*EXERCISE INPUT*

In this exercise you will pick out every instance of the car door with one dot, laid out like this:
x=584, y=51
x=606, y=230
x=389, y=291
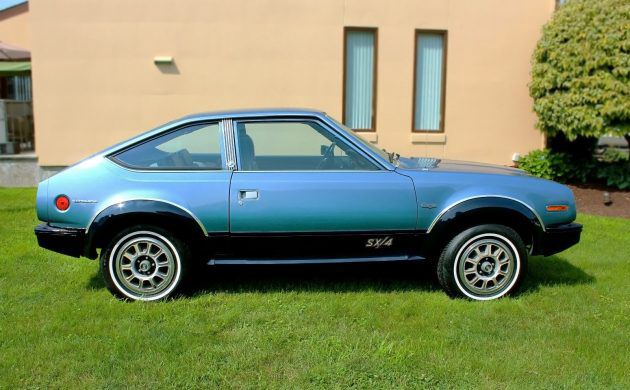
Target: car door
x=300, y=191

*DIRECTIONS FOR THIS TASK*
Write out the material above precisely, leaving each picture behind.

*TASK OUTPUT*
In this exercise you will pick out every instance of the car door with one dot, laid out like this:
x=584, y=51
x=606, y=230
x=389, y=291
Target: car door
x=300, y=191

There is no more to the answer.